-- Alıştırma Görevi 1 --
Aşağıdaki okuma metninde geçen şu cümleyi İngilizceye çeviriniz: "Durumun ciddiyeti ve istenmeyen kişi ilanının ortaya çıkaracağı sonuçlar dikkate alındığında, söz konusu 10 devlet bir fayda-maliyet hesabı yaptı ve geri adım atmanın daha az maliyetli olduğuna karar verdi."

■ ■ ■ ■ ■

Son yıllarda ABD dış politikasında sıklıkla görüldüğü gibi bu aslında ‘dediğimi yap, yaptığımı yapma’ politikası. Bu tür tutumlar mevcut uluslararası düzenin neden bu kadar çok türbülans yaşadığının bir nedeni: Leviathan’ın kendisi kurallara uymuyorsa, neden diğerleri uysun ki?”

Prof. Dr. Ferhat Pirinçci, Uludağ Üniversitesi:

“Siyasi açıdan 10 devletin kendi içlerinde koordine olup birlikte Türkiye’ye siyasi bir uyarı yaparak Türkiye’nin içişlerine ve devam eden yargı sürecine müdahalesi söz konusu. Normal şartlarda sadece içişlerine müdahale olarak tanımlanabilecek bu durum, müdahalenin 10 devletin Türkiye’deki büyükelçilikleri üzerinden yapılması ise işin diplomatik boyutunu oluşturuyor.

Durumun ciddiyeti ve istenmeyen kişi ilanının ortaya çıkaracağı sonuçlar dikkate alındığında, söz konusu 10 devlet bir fayda-maliyet hesabı yaptı ve geri adım atmanın daha az maliyetli olduğuna karar verdi.

Türkiye’nin bu müdahale karşısında gösterdiği tavır, Türk diplomasi tarihi ve dünya diplomasi tarihi açısından önemli bir olay olarak kayda geçti. Bu bağlamda Türkiye’nin diplomatik kararlılığı ve caydırıcılığının bir kez daha teyit edildiği söylenebilir.”

Prof. Dr. Mehmet Akif Okur, Yıldız Teknik Üniversitesi:

“Türkiye’nin 19. yüzyıla uzanan diplomatik hafızası, önü alınamamış bu türden müdahalelerin ve belirli kesimler üzerinde himaye kurulmasının engellenemeyişinin maddi ve manevi açılardan yıkıcı sonuçlarıyla doludur. Büyükelçilerin deklarasyonu, Türkiye’nin acı tarihi tecrübeler üzerine kurulu egemenlik hassasiyetlerini harekete geçirmiştir.

■ ■ ■ ■ ■

-- Alıştırma Görevi 2 --
Aşağıdaki kayıtlarda "stone" kelimesini içeren tüm satırları bir araya toplayınız.

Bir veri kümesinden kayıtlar
■ ■ ■ ■ ■

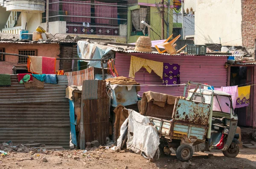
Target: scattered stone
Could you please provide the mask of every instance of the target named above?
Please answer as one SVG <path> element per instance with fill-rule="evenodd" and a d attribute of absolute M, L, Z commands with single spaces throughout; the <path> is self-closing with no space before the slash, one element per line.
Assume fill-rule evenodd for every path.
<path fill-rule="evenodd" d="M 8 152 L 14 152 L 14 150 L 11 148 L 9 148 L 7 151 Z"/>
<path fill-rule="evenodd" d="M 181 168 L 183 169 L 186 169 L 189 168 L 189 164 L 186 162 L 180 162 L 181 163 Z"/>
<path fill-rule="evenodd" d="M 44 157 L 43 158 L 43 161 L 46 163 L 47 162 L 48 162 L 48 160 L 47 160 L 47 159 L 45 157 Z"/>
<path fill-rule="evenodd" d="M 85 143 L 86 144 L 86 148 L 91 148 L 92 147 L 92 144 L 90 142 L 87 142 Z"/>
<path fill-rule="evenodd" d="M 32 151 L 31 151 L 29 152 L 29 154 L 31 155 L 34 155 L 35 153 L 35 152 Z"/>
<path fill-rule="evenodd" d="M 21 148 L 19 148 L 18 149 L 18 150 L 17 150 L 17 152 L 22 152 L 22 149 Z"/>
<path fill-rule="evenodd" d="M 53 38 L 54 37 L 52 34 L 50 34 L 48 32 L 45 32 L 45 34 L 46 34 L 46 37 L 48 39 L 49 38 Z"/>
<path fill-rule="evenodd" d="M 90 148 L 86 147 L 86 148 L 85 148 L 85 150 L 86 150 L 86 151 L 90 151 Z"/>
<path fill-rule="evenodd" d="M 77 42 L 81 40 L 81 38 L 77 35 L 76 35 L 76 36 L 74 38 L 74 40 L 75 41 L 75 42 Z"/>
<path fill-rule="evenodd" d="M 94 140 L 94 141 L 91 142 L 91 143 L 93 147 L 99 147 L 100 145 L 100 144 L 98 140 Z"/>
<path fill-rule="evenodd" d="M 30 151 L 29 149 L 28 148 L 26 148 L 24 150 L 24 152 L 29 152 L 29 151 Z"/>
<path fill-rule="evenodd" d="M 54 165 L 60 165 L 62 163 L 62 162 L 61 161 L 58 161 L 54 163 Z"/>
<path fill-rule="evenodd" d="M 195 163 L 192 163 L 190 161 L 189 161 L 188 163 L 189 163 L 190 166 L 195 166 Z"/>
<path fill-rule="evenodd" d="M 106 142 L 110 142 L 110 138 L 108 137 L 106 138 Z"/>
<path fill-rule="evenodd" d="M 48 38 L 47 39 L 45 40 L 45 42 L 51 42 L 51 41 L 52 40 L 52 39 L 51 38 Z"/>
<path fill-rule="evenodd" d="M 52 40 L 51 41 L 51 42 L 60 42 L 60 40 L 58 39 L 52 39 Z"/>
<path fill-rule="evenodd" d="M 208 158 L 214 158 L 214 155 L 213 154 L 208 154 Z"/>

■ ■ ■ ■ ■

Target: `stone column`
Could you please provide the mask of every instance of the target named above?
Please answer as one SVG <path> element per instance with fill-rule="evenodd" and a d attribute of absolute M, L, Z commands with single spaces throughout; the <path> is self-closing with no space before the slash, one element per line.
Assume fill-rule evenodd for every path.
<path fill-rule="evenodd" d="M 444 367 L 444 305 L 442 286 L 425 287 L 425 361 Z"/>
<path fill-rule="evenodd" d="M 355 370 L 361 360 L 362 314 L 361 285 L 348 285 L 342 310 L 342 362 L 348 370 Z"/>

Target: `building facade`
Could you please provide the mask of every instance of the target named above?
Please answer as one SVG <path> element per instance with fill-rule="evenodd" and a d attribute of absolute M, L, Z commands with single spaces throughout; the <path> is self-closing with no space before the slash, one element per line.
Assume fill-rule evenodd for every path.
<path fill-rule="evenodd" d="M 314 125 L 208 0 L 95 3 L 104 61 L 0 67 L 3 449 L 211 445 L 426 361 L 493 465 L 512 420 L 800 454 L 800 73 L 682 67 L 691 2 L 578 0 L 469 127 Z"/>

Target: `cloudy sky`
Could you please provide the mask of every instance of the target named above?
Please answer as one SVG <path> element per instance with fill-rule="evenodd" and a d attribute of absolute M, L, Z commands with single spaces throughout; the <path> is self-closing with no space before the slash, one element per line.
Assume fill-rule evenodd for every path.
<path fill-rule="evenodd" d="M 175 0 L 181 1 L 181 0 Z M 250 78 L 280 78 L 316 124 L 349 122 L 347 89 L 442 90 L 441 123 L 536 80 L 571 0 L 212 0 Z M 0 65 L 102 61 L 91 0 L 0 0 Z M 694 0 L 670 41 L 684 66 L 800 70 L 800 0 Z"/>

■ ■ ■ ■ ■

-- Alıştırma Çözümü 1 --
Considering the seriousness of the situation and the consequences that a persona non grata declaration would bring about, the 10 states in question made a cost-benefit calculation and decided that stepping back was less costly.

-- Alıştırma Çözümü 2 --
Target: scattered stone
Target: `stone column`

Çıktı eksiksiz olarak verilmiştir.